**PROVIDED PASSAGE:**
━━━━━━━━━━━━━━━━
Taking the punch out of salmonella

By Andrew Branch

Licking the mixing spoon — one of baking’s most valued privileges — has long been cautioned against because of the risk of salmonella in raw eggs.

However, the pleasurable activity may soon be much safer due to the ongoing research conducted by North Carolina State U. poultry scientist Matthew Koci and microbiologist Hosni Hassan. Koci and Hassan are working toward the prevention of one of America’s leading causes of food poisoning by developing a salmonella vaccine for chickens.

According to Hassan, salmonella is a rod-shaped bacterium that looks like E. coli and attacks the digestive system.

“It cannot be seen by the naked eye,” Hassan said. “But you can feel its effect if you get hit by it.”

On an annual basis, more than 1.2 million people are infected with salmonellosis in the U.S., according to the Center for Disease Control and Prevention; about 400 die from the disease each year.

On the North Carolina Department of Health and Human Services’ list of reported communicable diseases, salmonellosis ranked third in 2010. More than 2,300 were reported in 2010, but so far the numbers for 2011 are only climbing upward.

“It is a big problem,” Hassan said. “But some people get sick and don’t report it.”

The disease doesn’t just come from chickens either. Meat heavyweight Cargill, Inc. recalled 36 million pounds of ground turkey on Aug. 4, when a salmonella outbreak caused one death and sickened 75 others across the U.S., including North Carolina residents.
━━━━━━━━━━━━━━━━
**STUDY QUESTIONS:**
• a. In the salmonella article:
(i) What kind of scientist is Matthew Koci?
(ii) Where did salmonellosis rank on the North Carolina list of reported communicable diseases in 2010?
(iii) How many pounds of ground turkey did Cargill, Inc. recall?
• b. Which organizations does the salmonella article name?
• c. Carry on the salmonella article from its final sentence.
The data below have no connection to the salmonella article.

(Region pointing data)
━━━━━━━━━━━━━━━━
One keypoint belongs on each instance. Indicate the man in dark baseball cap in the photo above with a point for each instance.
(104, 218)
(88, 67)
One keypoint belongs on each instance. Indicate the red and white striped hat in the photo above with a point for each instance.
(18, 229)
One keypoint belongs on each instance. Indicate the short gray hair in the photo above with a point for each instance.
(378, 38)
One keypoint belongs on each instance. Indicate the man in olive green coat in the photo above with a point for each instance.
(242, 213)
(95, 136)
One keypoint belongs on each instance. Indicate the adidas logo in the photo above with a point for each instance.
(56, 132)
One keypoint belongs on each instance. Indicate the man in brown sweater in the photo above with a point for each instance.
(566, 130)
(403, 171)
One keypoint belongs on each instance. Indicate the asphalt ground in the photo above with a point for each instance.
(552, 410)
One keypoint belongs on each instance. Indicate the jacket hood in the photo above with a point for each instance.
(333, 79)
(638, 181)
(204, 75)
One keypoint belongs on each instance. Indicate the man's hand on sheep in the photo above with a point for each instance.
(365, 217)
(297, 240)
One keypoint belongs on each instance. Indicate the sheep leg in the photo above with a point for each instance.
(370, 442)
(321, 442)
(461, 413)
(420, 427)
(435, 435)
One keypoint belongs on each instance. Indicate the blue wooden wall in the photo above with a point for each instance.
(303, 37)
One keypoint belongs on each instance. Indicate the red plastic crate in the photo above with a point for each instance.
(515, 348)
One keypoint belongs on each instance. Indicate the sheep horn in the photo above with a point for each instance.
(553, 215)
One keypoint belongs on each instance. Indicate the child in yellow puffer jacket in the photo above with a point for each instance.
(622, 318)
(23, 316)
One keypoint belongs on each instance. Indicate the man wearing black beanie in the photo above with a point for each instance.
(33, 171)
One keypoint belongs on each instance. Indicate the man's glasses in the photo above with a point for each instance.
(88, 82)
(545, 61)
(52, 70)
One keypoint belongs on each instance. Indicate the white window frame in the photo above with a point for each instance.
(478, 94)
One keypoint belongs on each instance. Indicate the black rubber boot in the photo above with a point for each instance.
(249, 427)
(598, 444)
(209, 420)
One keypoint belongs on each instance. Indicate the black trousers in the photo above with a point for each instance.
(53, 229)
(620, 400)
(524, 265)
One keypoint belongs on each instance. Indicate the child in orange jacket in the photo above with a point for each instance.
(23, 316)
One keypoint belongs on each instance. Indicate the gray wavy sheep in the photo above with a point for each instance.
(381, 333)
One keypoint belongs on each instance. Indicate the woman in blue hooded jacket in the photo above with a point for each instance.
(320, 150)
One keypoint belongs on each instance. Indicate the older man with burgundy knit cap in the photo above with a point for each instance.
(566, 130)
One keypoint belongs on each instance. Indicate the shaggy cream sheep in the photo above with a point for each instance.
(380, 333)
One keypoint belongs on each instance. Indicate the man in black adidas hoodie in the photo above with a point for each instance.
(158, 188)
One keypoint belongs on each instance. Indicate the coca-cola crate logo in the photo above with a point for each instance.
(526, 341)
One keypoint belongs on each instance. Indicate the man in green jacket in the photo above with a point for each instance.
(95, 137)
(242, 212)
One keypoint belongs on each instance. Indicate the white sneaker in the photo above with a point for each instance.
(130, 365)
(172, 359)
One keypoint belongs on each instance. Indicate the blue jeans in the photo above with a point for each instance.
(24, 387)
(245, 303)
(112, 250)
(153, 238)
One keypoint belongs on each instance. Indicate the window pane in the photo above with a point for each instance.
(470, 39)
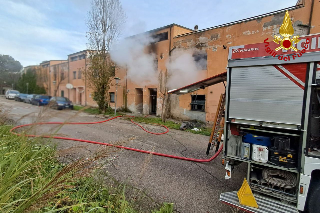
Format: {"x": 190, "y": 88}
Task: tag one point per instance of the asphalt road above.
{"x": 192, "y": 187}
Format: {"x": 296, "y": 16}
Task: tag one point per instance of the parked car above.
{"x": 20, "y": 97}
{"x": 11, "y": 94}
{"x": 29, "y": 98}
{"x": 41, "y": 100}
{"x": 60, "y": 103}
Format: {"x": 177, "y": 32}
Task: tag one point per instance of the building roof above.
{"x": 160, "y": 28}
{"x": 200, "y": 84}
{"x": 78, "y": 52}
{"x": 243, "y": 20}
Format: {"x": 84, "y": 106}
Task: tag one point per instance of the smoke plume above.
{"x": 132, "y": 53}
{"x": 183, "y": 69}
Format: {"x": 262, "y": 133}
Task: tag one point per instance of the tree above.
{"x": 30, "y": 78}
{"x": 9, "y": 70}
{"x": 8, "y": 64}
{"x": 104, "y": 23}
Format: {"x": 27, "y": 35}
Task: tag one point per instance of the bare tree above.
{"x": 43, "y": 78}
{"x": 163, "y": 79}
{"x": 59, "y": 74}
{"x": 104, "y": 24}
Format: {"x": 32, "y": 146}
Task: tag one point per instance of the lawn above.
{"x": 147, "y": 120}
{"x": 32, "y": 180}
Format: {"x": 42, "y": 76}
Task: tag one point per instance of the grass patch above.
{"x": 32, "y": 180}
{"x": 153, "y": 120}
{"x": 203, "y": 131}
{"x": 95, "y": 111}
{"x": 147, "y": 120}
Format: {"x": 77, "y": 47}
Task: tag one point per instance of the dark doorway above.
{"x": 139, "y": 100}
{"x": 153, "y": 100}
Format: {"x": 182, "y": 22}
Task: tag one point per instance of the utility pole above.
{"x": 115, "y": 98}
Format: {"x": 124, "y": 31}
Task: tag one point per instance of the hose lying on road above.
{"x": 117, "y": 146}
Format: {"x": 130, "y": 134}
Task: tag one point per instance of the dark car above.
{"x": 40, "y": 100}
{"x": 60, "y": 103}
{"x": 20, "y": 97}
{"x": 29, "y": 98}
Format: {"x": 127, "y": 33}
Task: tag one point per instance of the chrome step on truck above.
{"x": 272, "y": 124}
{"x": 266, "y": 205}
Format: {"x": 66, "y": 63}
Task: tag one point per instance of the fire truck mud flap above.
{"x": 266, "y": 205}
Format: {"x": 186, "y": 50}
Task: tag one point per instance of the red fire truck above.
{"x": 272, "y": 123}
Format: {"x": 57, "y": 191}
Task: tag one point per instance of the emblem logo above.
{"x": 286, "y": 31}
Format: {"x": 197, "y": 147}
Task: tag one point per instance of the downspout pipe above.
{"x": 310, "y": 18}
{"x": 85, "y": 79}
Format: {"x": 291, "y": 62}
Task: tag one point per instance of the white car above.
{"x": 11, "y": 94}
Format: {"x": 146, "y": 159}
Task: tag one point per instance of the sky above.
{"x": 32, "y": 31}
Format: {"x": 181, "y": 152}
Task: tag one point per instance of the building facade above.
{"x": 211, "y": 46}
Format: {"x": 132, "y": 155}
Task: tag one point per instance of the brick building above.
{"x": 210, "y": 45}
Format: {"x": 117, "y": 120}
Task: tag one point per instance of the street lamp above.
{"x": 115, "y": 98}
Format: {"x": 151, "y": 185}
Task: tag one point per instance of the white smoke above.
{"x": 183, "y": 69}
{"x": 132, "y": 54}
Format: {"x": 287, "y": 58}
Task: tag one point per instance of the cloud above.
{"x": 27, "y": 34}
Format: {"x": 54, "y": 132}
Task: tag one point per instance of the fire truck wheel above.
{"x": 314, "y": 199}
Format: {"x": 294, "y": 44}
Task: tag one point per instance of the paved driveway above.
{"x": 192, "y": 187}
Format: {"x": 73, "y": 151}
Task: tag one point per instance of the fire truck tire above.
{"x": 314, "y": 199}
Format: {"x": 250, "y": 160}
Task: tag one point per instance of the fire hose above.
{"x": 112, "y": 145}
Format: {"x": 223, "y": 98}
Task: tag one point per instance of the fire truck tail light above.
{"x": 301, "y": 189}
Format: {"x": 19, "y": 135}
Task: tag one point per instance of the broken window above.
{"x": 201, "y": 60}
{"x": 156, "y": 64}
{"x": 74, "y": 58}
{"x": 198, "y": 102}
{"x": 160, "y": 37}
{"x": 111, "y": 97}
{"x": 82, "y": 57}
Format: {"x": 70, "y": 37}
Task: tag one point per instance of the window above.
{"x": 111, "y": 97}
{"x": 201, "y": 60}
{"x": 160, "y": 37}
{"x": 198, "y": 102}
{"x": 113, "y": 70}
{"x": 156, "y": 64}
{"x": 82, "y": 57}
{"x": 74, "y": 58}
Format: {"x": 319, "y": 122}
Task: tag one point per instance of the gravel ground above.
{"x": 192, "y": 187}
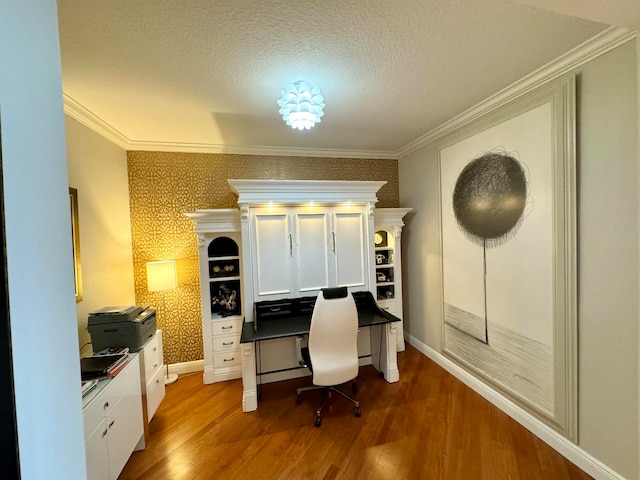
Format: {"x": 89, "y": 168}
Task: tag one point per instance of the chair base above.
{"x": 326, "y": 392}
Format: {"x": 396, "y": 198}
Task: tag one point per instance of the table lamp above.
{"x": 162, "y": 276}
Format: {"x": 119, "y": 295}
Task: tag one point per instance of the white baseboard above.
{"x": 565, "y": 447}
{"x": 186, "y": 367}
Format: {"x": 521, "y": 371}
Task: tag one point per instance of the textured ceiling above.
{"x": 203, "y": 74}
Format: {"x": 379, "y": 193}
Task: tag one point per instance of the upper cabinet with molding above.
{"x": 304, "y": 235}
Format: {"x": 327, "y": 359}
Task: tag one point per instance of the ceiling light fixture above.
{"x": 301, "y": 106}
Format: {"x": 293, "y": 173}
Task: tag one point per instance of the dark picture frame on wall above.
{"x": 75, "y": 235}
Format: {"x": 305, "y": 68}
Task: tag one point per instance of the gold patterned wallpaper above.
{"x": 164, "y": 185}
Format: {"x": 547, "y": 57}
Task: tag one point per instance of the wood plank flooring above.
{"x": 427, "y": 426}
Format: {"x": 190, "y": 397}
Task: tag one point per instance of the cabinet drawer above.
{"x": 226, "y": 343}
{"x": 95, "y": 412}
{"x": 124, "y": 382}
{"x": 152, "y": 356}
{"x": 227, "y": 359}
{"x": 155, "y": 393}
{"x": 227, "y": 326}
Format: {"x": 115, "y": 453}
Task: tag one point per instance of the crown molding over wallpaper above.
{"x": 592, "y": 48}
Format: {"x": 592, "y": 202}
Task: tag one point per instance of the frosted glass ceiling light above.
{"x": 301, "y": 106}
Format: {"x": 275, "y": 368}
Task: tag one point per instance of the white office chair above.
{"x": 332, "y": 352}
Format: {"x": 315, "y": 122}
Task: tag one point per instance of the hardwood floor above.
{"x": 427, "y": 426}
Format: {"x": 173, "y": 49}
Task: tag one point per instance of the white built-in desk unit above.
{"x": 290, "y": 239}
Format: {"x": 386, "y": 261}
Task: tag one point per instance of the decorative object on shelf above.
{"x": 380, "y": 239}
{"x": 224, "y": 303}
{"x": 161, "y": 276}
{"x": 301, "y": 105}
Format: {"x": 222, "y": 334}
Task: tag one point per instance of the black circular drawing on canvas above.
{"x": 489, "y": 198}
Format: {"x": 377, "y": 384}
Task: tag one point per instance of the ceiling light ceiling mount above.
{"x": 301, "y": 105}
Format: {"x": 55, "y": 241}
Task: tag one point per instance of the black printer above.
{"x": 121, "y": 327}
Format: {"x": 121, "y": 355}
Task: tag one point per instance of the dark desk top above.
{"x": 369, "y": 314}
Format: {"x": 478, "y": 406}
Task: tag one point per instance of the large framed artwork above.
{"x": 508, "y": 219}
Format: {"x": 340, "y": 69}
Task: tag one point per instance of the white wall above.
{"x": 608, "y": 267}
{"x": 38, "y": 238}
{"x": 98, "y": 170}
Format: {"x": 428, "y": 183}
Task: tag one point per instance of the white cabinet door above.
{"x": 97, "y": 453}
{"x": 124, "y": 420}
{"x": 272, "y": 256}
{"x": 311, "y": 244}
{"x": 350, "y": 249}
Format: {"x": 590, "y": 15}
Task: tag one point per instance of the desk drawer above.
{"x": 232, "y": 325}
{"x": 226, "y": 343}
{"x": 227, "y": 359}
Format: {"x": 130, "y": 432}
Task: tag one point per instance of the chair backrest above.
{"x": 333, "y": 337}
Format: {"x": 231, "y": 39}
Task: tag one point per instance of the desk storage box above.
{"x": 121, "y": 327}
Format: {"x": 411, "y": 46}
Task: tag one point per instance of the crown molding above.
{"x": 587, "y": 51}
{"x": 92, "y": 121}
{"x": 301, "y": 191}
{"x": 258, "y": 150}
{"x": 596, "y": 46}
{"x": 95, "y": 123}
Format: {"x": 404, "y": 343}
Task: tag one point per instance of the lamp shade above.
{"x": 301, "y": 105}
{"x": 161, "y": 275}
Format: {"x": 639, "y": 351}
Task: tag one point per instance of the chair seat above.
{"x": 332, "y": 351}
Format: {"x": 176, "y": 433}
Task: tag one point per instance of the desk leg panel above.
{"x": 249, "y": 386}
{"x": 390, "y": 359}
{"x": 384, "y": 351}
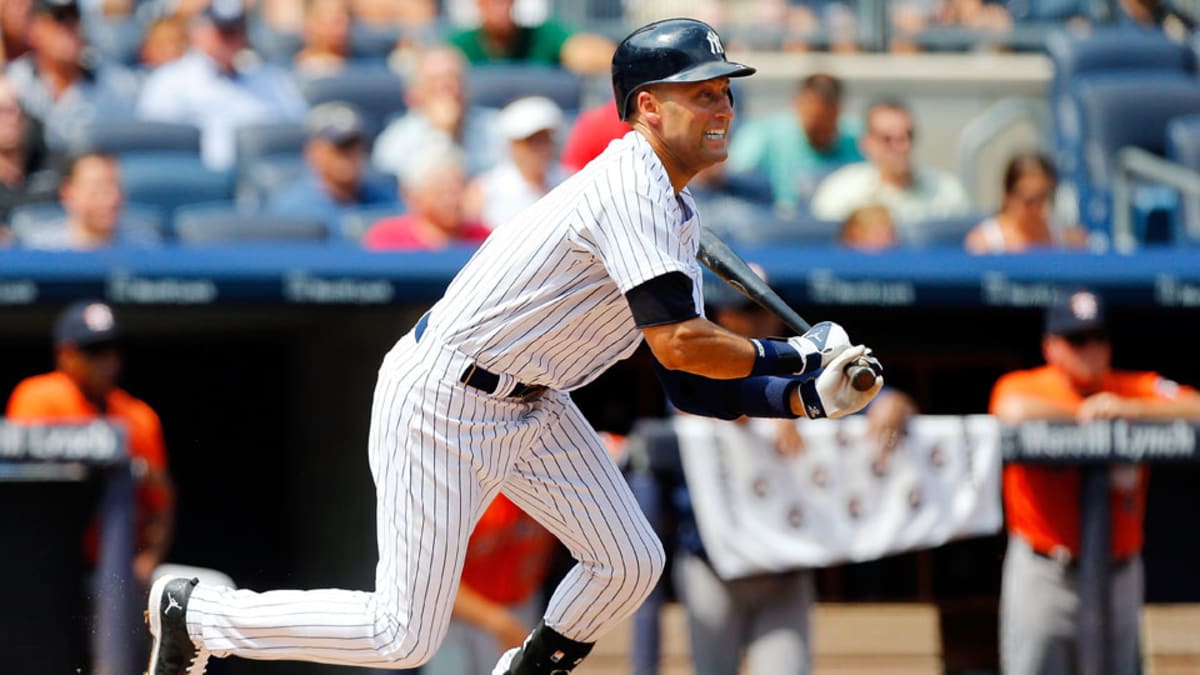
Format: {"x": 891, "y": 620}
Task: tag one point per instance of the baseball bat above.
{"x": 719, "y": 257}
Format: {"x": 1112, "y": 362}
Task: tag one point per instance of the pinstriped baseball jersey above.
{"x": 543, "y": 298}
{"x": 540, "y": 303}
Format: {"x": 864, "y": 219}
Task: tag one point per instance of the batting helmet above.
{"x": 669, "y": 51}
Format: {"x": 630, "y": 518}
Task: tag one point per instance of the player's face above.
{"x": 696, "y": 120}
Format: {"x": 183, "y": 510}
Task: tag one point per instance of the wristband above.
{"x": 811, "y": 401}
{"x": 777, "y": 357}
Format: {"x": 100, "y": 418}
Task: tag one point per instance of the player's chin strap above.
{"x": 547, "y": 652}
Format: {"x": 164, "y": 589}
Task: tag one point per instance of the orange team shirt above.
{"x": 1042, "y": 502}
{"x": 54, "y": 398}
{"x": 508, "y": 554}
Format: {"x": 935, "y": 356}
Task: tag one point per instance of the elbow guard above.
━━━━━━━━━━━━━━━━
**RESULTS OF THE EXERCISE:**
• a.
(i) A poultry scientist.
(ii) Third.
(iii) 36 million pounds.

• b.
North Carolina State U.
Center for Disease Control and Prevention
North Carolina Department of Health and Human Services
Cargill, Inc.

• c.
Michael Martin, director of communications for Cargill, Inc., said in an email Aug. 10 that the problems were complex and the outbreak was not necessarily due to one single factor.

Regardless of the specific circumstances at Cargill, however, contamination boils down to animal feces because salmonella thrives in the intestinal track, according to Hassan.

“The intestinal track can accidentally be cut [in the slaughterhouse], and then you get feces contaminating the carcass and you cannot wash it well, and so on,” he said.

Hassan said cooking food to at least 160 degrees will kill the bacteria.

“But people like to eat uncooked stuff sometimes, like sushi, and that is where you get it from,” Hassan said.

Furthermore, produce can be infected when manure is used as fertilizer.

“Salmonella can get inside the fruit,” Hassan said. “And then you take this and process it and make peanut butter and then you have contamination.”

Hassan and Koci saw the potential for a vaccine when studying salmonella at the basic level.

“We saw that under certain genetic manipulations, that organism becomes what we call attenuated,” Hassan said. “In other words, it doesn’t cause illness. And so as an extension to that, it could become a vaccine strain.”

The pair aims to get as much work done in the year of funding they have been granted. But due to the inadequate air conditioning where the chickens are kept, testing will have to wait until temperatures cool down so a proper environment can be obtained.

“If the temperature outside is 100,” Hassan said, “we cannot have a chicken inside, or it will die.”

Martin said Cargill, Inc. is working with U. Arkansas to explore a vaccine as well, but said it is a difficult task.

“The challenge is that vaccines are very strain specific, which makes it daunting to address the numerous strains of salmonella that pose human health risks,” Martin said.

Koci and Hassan have their target family of strains and are confident in its effectiveness. They believe that by reducing the amount of salmonella in the animal, it will reduce the amount in the environment. Ultimately, this should reduce future infections, including those in wild animals that cannot be vaccinated.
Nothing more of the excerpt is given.